Rewrite all of the data below as a numbered list, omitting any blank lines.

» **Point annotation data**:
--------
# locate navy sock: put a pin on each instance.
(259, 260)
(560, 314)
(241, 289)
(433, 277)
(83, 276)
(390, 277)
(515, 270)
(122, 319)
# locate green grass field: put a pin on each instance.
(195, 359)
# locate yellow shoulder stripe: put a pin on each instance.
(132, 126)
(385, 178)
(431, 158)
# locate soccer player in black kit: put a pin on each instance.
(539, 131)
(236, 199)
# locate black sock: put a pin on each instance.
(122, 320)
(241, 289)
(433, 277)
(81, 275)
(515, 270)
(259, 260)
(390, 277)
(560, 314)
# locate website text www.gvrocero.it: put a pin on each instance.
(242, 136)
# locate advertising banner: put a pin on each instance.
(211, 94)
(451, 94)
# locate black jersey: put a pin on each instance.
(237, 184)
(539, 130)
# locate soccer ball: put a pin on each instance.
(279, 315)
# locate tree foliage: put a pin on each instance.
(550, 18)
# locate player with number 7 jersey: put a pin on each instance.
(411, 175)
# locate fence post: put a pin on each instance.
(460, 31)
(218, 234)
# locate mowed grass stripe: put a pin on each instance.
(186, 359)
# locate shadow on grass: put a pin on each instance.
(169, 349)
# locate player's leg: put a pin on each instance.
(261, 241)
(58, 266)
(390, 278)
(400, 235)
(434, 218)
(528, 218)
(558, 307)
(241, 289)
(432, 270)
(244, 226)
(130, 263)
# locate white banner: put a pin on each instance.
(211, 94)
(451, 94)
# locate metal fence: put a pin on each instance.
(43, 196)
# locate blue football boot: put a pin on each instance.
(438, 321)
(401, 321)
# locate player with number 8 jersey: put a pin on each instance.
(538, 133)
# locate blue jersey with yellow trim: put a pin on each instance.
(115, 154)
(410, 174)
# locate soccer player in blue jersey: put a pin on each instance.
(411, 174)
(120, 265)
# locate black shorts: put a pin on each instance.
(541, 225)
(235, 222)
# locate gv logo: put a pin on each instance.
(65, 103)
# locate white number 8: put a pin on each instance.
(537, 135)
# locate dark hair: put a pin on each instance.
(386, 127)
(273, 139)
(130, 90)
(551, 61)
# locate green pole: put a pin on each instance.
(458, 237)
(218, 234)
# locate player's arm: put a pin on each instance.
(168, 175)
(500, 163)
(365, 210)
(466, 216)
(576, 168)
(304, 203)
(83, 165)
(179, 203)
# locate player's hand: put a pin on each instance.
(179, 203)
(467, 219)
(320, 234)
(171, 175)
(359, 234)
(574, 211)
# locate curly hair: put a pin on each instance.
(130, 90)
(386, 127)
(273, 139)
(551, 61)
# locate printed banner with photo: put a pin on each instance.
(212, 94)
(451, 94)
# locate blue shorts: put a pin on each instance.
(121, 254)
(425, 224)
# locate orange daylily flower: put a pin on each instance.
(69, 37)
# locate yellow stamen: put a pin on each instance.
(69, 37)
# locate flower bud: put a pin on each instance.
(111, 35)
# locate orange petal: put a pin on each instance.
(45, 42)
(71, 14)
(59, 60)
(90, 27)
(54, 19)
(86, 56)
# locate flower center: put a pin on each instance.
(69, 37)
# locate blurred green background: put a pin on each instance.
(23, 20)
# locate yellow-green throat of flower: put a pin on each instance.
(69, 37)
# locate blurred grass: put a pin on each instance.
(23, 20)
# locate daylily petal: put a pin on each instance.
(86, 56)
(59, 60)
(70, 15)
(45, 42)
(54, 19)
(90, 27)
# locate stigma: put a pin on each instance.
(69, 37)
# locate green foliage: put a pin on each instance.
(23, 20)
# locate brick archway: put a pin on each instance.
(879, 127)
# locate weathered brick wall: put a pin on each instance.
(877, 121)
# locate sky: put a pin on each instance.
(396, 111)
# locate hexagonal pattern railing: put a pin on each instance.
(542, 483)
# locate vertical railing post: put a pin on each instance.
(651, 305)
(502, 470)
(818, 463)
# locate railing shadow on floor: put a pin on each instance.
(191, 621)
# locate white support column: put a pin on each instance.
--------
» **Exercise solution**:
1. # locate navy sock: put a pin on each instance.
2. (259, 260)
3. (560, 314)
4. (241, 289)
5. (433, 277)
6. (83, 276)
7. (390, 277)
8. (515, 270)
9. (122, 319)
10. # locate green grass field: put a pin on each instance.
11. (195, 359)
12. # locate yellow shoulder stripe: put a pin on each instance.
13. (132, 126)
14. (385, 178)
15. (431, 158)
16. # locate soccer player in black kit: put a pin on each instance.
17. (539, 131)
18. (236, 199)
19. # locate black sock: put a pin on each instance.
20. (122, 320)
21. (241, 289)
22. (433, 277)
23. (81, 275)
24. (515, 270)
25. (259, 260)
26. (390, 277)
27. (560, 314)
28. # locate website text www.gvrocero.it: put a pin on each instance.
29. (242, 136)
30. # locate advertising banner: put a pin on each instance.
31. (211, 94)
32. (451, 94)
33. # locate black jersey: put a pin on each instance.
34. (237, 184)
35. (539, 130)
36. # locate soccer ball: put a pin on each instance.
37. (279, 315)
38. # locate tree foliage: put a pin on each instance.
39. (550, 18)
40. # locate player with number 7 jersey: put a pin on each instance.
41. (411, 175)
42. # locate fence post: put a pin on each instance.
43. (460, 31)
44. (218, 234)
45. # locate mowed grass stripe: put a pin on each instance.
46. (186, 359)
47. # locate shadow on grass: put a pin on each instance.
48. (169, 349)
49. # locate player's leg: put a pin on each instance.
50. (261, 241)
51. (58, 266)
52. (390, 278)
53. (400, 235)
54. (434, 218)
55. (528, 218)
56. (558, 307)
57. (241, 289)
58. (432, 270)
59. (244, 226)
60. (130, 263)
61. # locate white banner: put a pin on each instance.
62. (211, 94)
63. (451, 94)
64. # locate metal fence: put a pin on each instance.
65. (43, 196)
66. # locate blue football boot: put a pin on each instance.
67. (438, 321)
68. (401, 321)
69. # locate player with number 8 jersey: put a pin on each instance.
70. (538, 133)
71. # locate blue jersey with yellow trim: put a pin on each instance.
72. (115, 154)
73. (410, 174)
74. # locate soccer player in blue jersey: put a pin on each instance.
75. (411, 174)
76. (120, 265)
77. # locate black shorts: put a pin on each instance.
78. (541, 225)
79. (235, 222)
80. # locate gv logo: put a pin on each instance.
81. (65, 103)
82. # locate white number 8: put a pin on each instance.
83. (537, 135)
84. # locate dark hair: put a pin on each instance.
85. (386, 127)
86. (273, 139)
87. (130, 90)
88. (551, 61)
89. # locate green pole: put a pin on each instance.
90. (458, 237)
91. (218, 234)
92. # locate player's arm: put a pin on each instance.
93. (168, 175)
94. (500, 163)
95. (365, 210)
96. (466, 216)
97. (576, 168)
98. (304, 203)
99. (83, 165)
100. (179, 203)
101. # locate player's hand: put a pin on each instance.
102. (179, 203)
103. (467, 219)
104. (320, 234)
105. (171, 175)
106. (359, 234)
107. (574, 211)
108. # locate curly hair: put a pin on each instance.
109. (130, 90)
110. (386, 127)
111. (273, 139)
112. (551, 61)
113. # locate printed banner with photo: put a pin on each instance.
114. (212, 94)
115. (451, 94)
116. # locate blue shorts: put a pin on each instance.
117. (121, 254)
118. (425, 224)
119. # locate orange daylily flower: put a pin on each instance.
120. (69, 37)
121. # locate yellow stamen: put a pin on each instance.
122. (69, 37)
123. # locate flower bud: put a pin on each instance.
124. (111, 35)
125. # locate orange petal: put a pin on each instance.
126. (45, 42)
127. (71, 14)
128. (59, 60)
129. (90, 27)
130. (54, 19)
131. (86, 56)
132. # locate flower center: put a pin on each instance.
133. (69, 37)
134. # locate blurred green background: put a pin on each instance.
135. (23, 20)
136. # locate yellow-green throat of flower: put a pin on each instance.
137. (69, 37)
138. # locate blurred grass: put a pin on each instance.
139. (23, 20)
140. # locate daylily petal: put a pin on each instance.
141. (86, 56)
142. (59, 60)
143. (70, 15)
144. (45, 42)
145. (54, 19)
146. (90, 27)
147. # locate stigma: put a pin on each instance.
148. (69, 37)
149. # locate green foliage: put a pin on each instance.
150. (23, 20)
151. # locate brick archway: put a pin on each instance.
152. (879, 127)
153. # locate weathered brick wall: put a pin on each instance.
154. (877, 121)
155. # locate sky: put a pin on each instance.
156. (396, 111)
157. # locate hexagonal pattern railing: put a pin on each instance.
158. (542, 483)
159. # locate vertical railing post: put a pin on each instance.
160. (651, 305)
161. (502, 470)
162. (818, 463)
163. # locate railing shadow on floor: put a pin on each instance.
164. (191, 621)
165. # locate white support column: put a pin on each instance.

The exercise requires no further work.